■ Material provided:
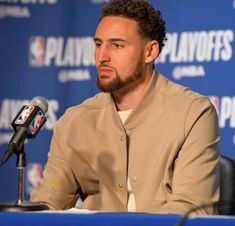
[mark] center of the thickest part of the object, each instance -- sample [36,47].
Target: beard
[117,83]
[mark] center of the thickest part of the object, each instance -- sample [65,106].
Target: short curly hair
[149,19]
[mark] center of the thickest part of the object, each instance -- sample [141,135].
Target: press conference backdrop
[46,49]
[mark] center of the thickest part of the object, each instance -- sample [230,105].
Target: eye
[97,44]
[117,45]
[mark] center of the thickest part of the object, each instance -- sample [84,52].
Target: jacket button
[134,179]
[120,185]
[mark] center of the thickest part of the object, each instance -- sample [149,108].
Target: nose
[102,54]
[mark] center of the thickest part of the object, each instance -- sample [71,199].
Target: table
[107,219]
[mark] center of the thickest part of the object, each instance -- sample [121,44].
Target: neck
[129,97]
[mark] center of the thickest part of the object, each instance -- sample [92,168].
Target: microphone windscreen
[40,102]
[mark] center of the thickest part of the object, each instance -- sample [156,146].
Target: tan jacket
[168,147]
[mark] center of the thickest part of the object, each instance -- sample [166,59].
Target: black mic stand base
[24,206]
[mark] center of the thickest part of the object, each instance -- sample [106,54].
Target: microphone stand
[20,204]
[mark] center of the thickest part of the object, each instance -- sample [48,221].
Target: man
[144,144]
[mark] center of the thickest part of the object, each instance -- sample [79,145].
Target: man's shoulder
[88,107]
[176,90]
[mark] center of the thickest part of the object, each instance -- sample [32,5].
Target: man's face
[118,54]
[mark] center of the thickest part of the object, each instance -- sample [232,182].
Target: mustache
[106,65]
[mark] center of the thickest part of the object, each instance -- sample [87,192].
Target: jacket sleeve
[58,187]
[196,176]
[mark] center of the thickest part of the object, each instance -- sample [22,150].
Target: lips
[105,71]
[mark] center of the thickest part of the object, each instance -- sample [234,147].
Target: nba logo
[37,122]
[36,51]
[21,119]
[34,173]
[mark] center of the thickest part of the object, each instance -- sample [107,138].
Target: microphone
[26,124]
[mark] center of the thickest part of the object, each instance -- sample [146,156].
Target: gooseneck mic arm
[26,124]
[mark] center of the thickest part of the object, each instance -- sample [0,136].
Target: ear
[151,51]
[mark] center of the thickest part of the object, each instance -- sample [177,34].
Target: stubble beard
[117,83]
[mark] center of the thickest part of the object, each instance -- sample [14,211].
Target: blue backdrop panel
[46,49]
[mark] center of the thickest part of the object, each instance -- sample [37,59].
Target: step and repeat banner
[46,49]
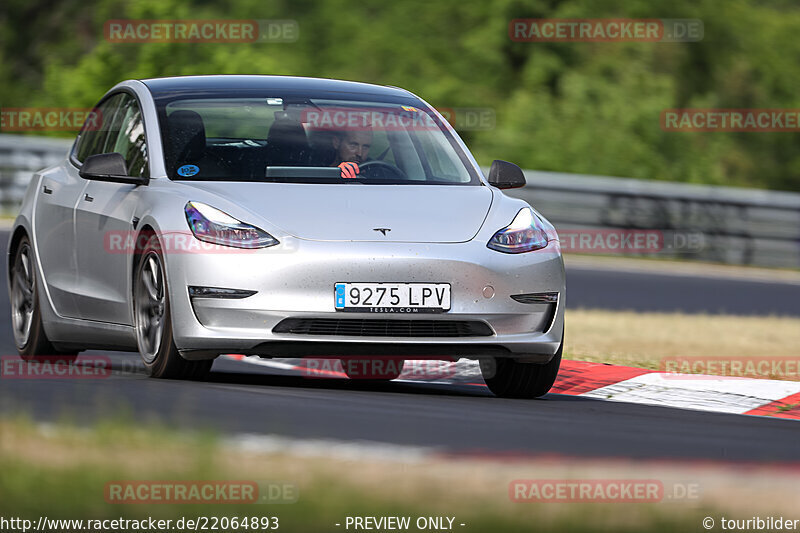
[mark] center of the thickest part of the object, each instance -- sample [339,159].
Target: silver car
[284,217]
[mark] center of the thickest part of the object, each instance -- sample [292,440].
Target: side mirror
[108,167]
[505,175]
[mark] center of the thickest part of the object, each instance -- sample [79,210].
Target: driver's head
[352,146]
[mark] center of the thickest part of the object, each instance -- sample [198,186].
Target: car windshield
[309,140]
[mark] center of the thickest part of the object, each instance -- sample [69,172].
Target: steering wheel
[381,170]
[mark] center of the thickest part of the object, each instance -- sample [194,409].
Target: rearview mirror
[109,167]
[505,175]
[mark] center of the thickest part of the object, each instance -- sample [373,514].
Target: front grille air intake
[536,297]
[350,327]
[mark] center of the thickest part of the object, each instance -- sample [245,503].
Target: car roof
[312,87]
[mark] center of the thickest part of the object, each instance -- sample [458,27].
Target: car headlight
[525,234]
[212,225]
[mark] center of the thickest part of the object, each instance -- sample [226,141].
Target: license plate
[392,297]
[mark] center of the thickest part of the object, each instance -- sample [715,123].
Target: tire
[153,321]
[507,378]
[374,369]
[26,311]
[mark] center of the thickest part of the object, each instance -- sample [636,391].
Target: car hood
[354,212]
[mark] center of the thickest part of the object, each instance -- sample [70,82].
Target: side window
[95,132]
[127,137]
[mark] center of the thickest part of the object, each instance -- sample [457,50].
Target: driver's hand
[349,169]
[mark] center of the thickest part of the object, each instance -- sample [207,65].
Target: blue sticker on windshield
[188,170]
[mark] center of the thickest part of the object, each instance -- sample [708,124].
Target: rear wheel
[153,323]
[507,378]
[375,369]
[26,312]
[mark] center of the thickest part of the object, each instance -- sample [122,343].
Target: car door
[103,217]
[54,221]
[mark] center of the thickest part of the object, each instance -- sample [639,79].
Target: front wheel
[507,378]
[153,322]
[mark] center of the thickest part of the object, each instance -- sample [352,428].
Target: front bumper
[296,280]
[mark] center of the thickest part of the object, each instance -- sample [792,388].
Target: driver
[351,146]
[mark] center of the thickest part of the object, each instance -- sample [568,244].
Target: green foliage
[573,107]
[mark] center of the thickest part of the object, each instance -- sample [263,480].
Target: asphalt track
[243,398]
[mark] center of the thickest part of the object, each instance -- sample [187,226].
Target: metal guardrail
[20,157]
[738,226]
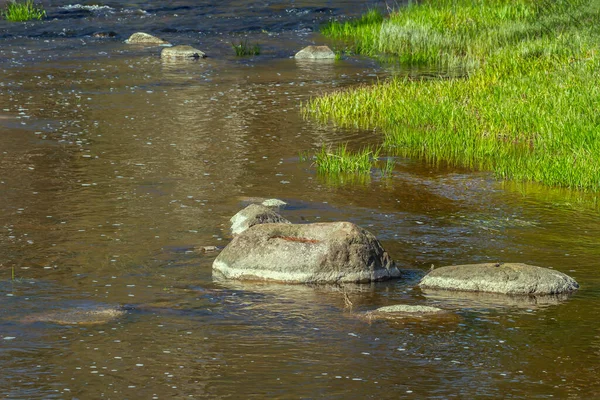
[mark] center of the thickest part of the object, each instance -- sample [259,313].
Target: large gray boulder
[502,278]
[252,215]
[181,52]
[315,53]
[146,39]
[336,252]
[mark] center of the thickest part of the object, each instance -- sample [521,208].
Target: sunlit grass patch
[243,48]
[342,160]
[19,12]
[527,109]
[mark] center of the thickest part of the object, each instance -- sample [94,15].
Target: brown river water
[115,167]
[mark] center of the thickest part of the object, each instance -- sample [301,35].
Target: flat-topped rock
[505,278]
[79,315]
[252,215]
[274,203]
[146,39]
[408,312]
[181,52]
[315,53]
[335,252]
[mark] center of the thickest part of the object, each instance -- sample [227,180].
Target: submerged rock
[252,215]
[508,278]
[276,203]
[335,252]
[105,35]
[486,300]
[145,38]
[403,311]
[315,53]
[79,315]
[411,314]
[181,52]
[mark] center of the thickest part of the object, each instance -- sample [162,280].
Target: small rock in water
[408,312]
[252,215]
[505,278]
[315,53]
[145,38]
[207,249]
[79,315]
[104,35]
[181,52]
[274,203]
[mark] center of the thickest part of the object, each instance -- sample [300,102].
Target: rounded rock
[336,252]
[315,53]
[508,278]
[80,316]
[181,52]
[252,215]
[146,39]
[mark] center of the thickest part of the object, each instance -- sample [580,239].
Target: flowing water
[115,168]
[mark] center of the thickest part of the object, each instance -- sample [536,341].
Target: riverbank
[525,104]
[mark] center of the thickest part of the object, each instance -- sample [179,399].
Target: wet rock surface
[409,313]
[181,52]
[145,39]
[505,278]
[313,253]
[79,315]
[252,215]
[315,53]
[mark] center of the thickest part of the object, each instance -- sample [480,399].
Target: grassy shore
[22,11]
[527,104]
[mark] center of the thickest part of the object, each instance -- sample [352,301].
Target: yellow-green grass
[25,11]
[243,48]
[527,108]
[341,160]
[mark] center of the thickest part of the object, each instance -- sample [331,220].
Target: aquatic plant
[342,160]
[525,108]
[388,167]
[243,48]
[19,12]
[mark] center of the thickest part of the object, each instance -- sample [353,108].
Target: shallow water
[115,167]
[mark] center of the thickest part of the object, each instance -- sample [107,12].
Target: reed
[19,12]
[243,48]
[525,107]
[343,161]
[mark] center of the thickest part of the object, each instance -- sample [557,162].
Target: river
[116,167]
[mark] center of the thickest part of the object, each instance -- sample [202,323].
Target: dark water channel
[115,167]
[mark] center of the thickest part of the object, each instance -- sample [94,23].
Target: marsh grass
[527,109]
[387,169]
[243,48]
[343,161]
[19,12]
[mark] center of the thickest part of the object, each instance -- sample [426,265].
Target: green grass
[343,161]
[19,12]
[243,48]
[526,106]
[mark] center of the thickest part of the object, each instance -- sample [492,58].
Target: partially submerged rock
[336,252]
[473,300]
[399,311]
[181,52]
[146,39]
[79,315]
[105,35]
[315,53]
[508,278]
[276,203]
[252,215]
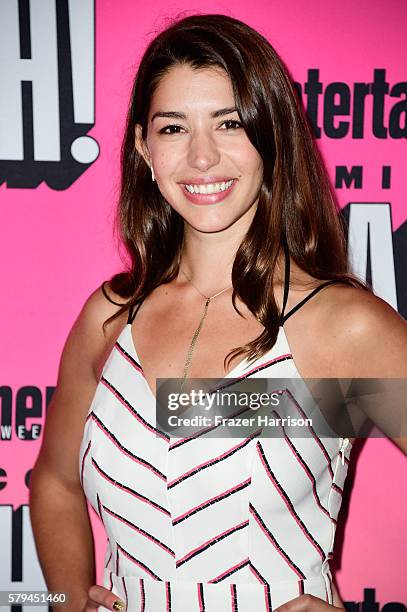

■ About this exercise: Exactly as written, set down each line of the records, leaving out the pictures.

■ Answer to this exercise:
[mark] center of the thickest part of the object, each instance -- sample [36,47].
Target: beard
[117,83]
[mark] center of the thickest part of the object, each instance -- sample [65,106].
Target: short curly hair
[149,19]
[mark] center of the thickest part of the object, each instance -- sample [141,135].
Target: press conference backdrop
[46,49]
[mark] center of the thickest part of the object, each instance -- sample [230,105].
Target: eye
[97,44]
[117,45]
[mark] center of the thickest part of the object, each instance -- sample [84,52].
Target: jacket button
[134,179]
[120,185]
[mark] center of the thickest part of the object, each instance -- sample [149,108].
Target: nose
[102,54]
[mark] center of the thickest part of the object, each instance -- sample [71,199].
Target: table
[107,219]
[mark] center of the thickest part of the object, each instance -- sample [121,44].
Target: neck
[129,97]
[mark] center of the thickest part of the object, each instance -- sample [92,168].
Target: microphone windscreen
[40,102]
[mark] center of the thickest part of the object, each instance -- sample [156,146].
Target: tan jacket
[168,147]
[mark] center of the thickest part of the object, each instance -- sample [166,59].
Target: black mic stand base
[24,206]
[mark] center of the thickest part of the object, each instance -- sample [106,54].
Target: microphone stand
[20,204]
[mark] center of the thickest part of the object, each instance -- sample [48,221].
Target: man
[144,144]
[mark] center of the thickest part of the object, each instance -- sample [79,145].
Target: man's shoulder
[88,107]
[176,90]
[mark] center of the thickest part of the object, each instance -- sample [32,5].
Target: man's face
[118,54]
[mark] center of the thickest part of the object, each instance -- sample [232,182].
Target: mustache
[106,65]
[mark] center of the thickest part of the object, each instance -- sample [87,192].
Target: jacket sleeve
[58,187]
[196,176]
[mark] center of the thickest part of the object, each instance -- sample [22,150].
Target: lips
[105,71]
[mark] center of the thickest part of the object, each instance -- sample [234,147].
Target: nba logo
[37,122]
[36,51]
[21,119]
[34,173]
[mark] center of the thickest part of the object, each instance -- sample [107,138].
Target: microphone
[26,124]
[mark] center of the thickest part of the object, each instance -- sample [146,156].
Target: gooseneck mic arm
[26,124]
[mark] center of the thickest part of the object, each instance -- sample [0,136].
Target: ear
[151,51]
[mark] center of the thickest part of the object, each instance -- sample [177,34].
Target: stubble beard
[117,83]
[mark] center of the thickest part of the object, each instance -- sample [14,211].
Target: blue backdrop panel
[46,49]
[mark] center of the thickest part of the object, each instance -- sample [37,59].
Target: step and repeat banner
[46,49]
[mark] center of the thickest part of the object, each instance -- sample [339,159].
Target: silver car
[284,217]
[mark] center of the thickest part of the object, each instance -- sample [292,440].
Target: side mirror
[108,167]
[505,175]
[mark] center of the thickest part of the object, each instance -- sample [79,210].
Target: driver's head
[352,146]
[mark] center of the thickest part of the object, each instance -- sample [198,186].
Target: car windshield
[309,140]
[mark] center of the thickest part of the object, each instance -- sample [69,172].
Target: steering wheel
[381,170]
[mark] center of the thickest part of the object, each instance -- sample [194,409].
Target: rearview mirror
[109,167]
[505,175]
[mark] center of the thickest part of the object, each instance -- sample [373,514].
Target: front grille air intake
[536,297]
[350,327]
[mark] center of the thickest part of the object, each instance -- sample [245,503].
Target: car roof
[312,87]
[mark] center of the thickest part of the object, each instance -- sample [458,27].
Target: car headlight
[525,234]
[212,225]
[mark] center of the thickest part of the object, each instance -- sample [226,141].
Target: license plate
[392,297]
[mark] center of the thickest part of the object, each instance -- sample [715,123].
Target: tire
[153,321]
[507,378]
[374,369]
[26,311]
[mark] center of the thickest part of the object, each instance -- sample [636,391].
Target: car hood
[354,212]
[mark] center of the thickest part of the object, each instance -- sample [70,82].
Target: side window
[95,132]
[127,137]
[mark] center of the thickest part of the object, each instance -- sample [457,50].
Target: driver's hand
[349,169]
[mark] center of the thickest part of the object, each instance -- sample [207,65].
Target: blue sticker on windshield
[188,170]
[mark] center of the thickest part of the object, each instance -- sample [708,124].
Target: rear wheel
[153,323]
[507,378]
[375,369]
[26,312]
[mark] center of the thickest part of the object, each instance -- sample [122,343].
Target: car door
[103,217]
[54,221]
[mark] center of the thickest part of the object, each instance -- sample [639,79].
Target: front wheel
[507,378]
[153,322]
[mark] center of the thickest part of the object, each instance -- sample [352,428].
Target: front bumper
[296,280]
[mark] center of the thickest part of the object, each instance -- sample [792,388].
Target: driver
[351,146]
[mark] center of the thickest part of the object, each instance -- sample [568,244].
Target: green foliage
[573,107]
[mark] center of the thickest part of the object, each instance -- sample [263,480].
Target: asphalt track
[243,398]
[mark] center of the thickest part of the object, each instance -- sample [187,226].
Target: metal guardrail
[20,157]
[738,226]
[mark] center of the thickest part of the object, each instance -- sample [259,313].
Target: large gray boulder
[502,278]
[252,215]
[181,52]
[315,53]
[146,39]
[336,252]
[mark] center of the thickest part of the object, each instance -- sample [521,208].
Target: sunlit grass patch
[243,48]
[342,160]
[19,12]
[527,109]
[mark] center of the thickest part of the object, each instance -- sample [94,15].
Target: brown river water
[115,167]
[mark] center of the thickest part of the object, each instance -- sample [301,35].
Target: flat-topped rock
[505,278]
[79,315]
[252,215]
[274,203]
[146,39]
[408,312]
[181,52]
[315,53]
[335,252]
[mark] center of the thickest part of the object, each instance -- sample [227,180].
Target: submerged rock
[252,215]
[508,278]
[276,203]
[335,252]
[105,35]
[486,300]
[145,38]
[403,311]
[315,53]
[79,315]
[411,314]
[181,52]
[mark] center of the thickest part of the object, each instance -- sample [162,280].
Target: small rock in water
[408,312]
[252,215]
[505,278]
[315,53]
[145,38]
[207,249]
[79,315]
[104,35]
[181,52]
[274,203]
[mark] center of the thickest part of the object, each instance -- sample [300,102].
Target: rounded rock
[336,252]
[315,53]
[508,278]
[80,316]
[181,52]
[252,215]
[146,39]
[mark] center of the thickest part of the object, each instance -- sample [580,239].
Target: flowing water
[115,168]
[mark] center of the thickest part of the object, each instance -- sample [536,341].
Target: riverbank
[525,104]
[mark] center of the thickest part of the object, each instance -- sample [179,399].
Target: wet rock surface
[409,313]
[181,52]
[145,39]
[505,278]
[313,253]
[79,315]
[252,215]
[315,53]
[mark] center of the thickest part of the object, each instance -- sample [480,399].
Target: grassy shore
[22,11]
[527,104]
[mark] center of the thickest part of the object, each instance -- sample [352,301].
Target: yellow-green grass
[25,11]
[243,48]
[527,108]
[341,160]
[mark] center of the thickest part of the object, each instance -- sample [331,220].
Target: aquatic plant
[342,160]
[525,108]
[388,167]
[243,48]
[19,12]
[mark] center of the thickest part of the object, each instance -- sample [353,108].
Target: shallow water
[115,167]
[mark] center of the thickest part of the object, each instance -- sample [107,12].
Target: reed
[19,12]
[243,48]
[525,107]
[343,161]
[mark] center of the thickest part of the object, each instance -- sample [557,162].
Target: river
[116,167]
[mark] center of the thickest part of the object, each instance -- sample [202,323].
Target: dark water channel
[115,167]
[mark] center of the thickest part of the object, each instance -- sample [94,23].
Target: marsh grass
[527,109]
[387,169]
[243,48]
[343,161]
[19,12]
[mark] center of the thickest part of the object, each instance -- sample [426,265].
Target: green grass
[343,161]
[19,12]
[243,48]
[526,106]
[mark] center of the thickest part of the object, each instance -- sample [492,58].
Target: partially submerged rock
[336,252]
[473,300]
[399,311]
[181,52]
[146,39]
[79,315]
[105,35]
[315,53]
[508,278]
[276,203]
[252,215]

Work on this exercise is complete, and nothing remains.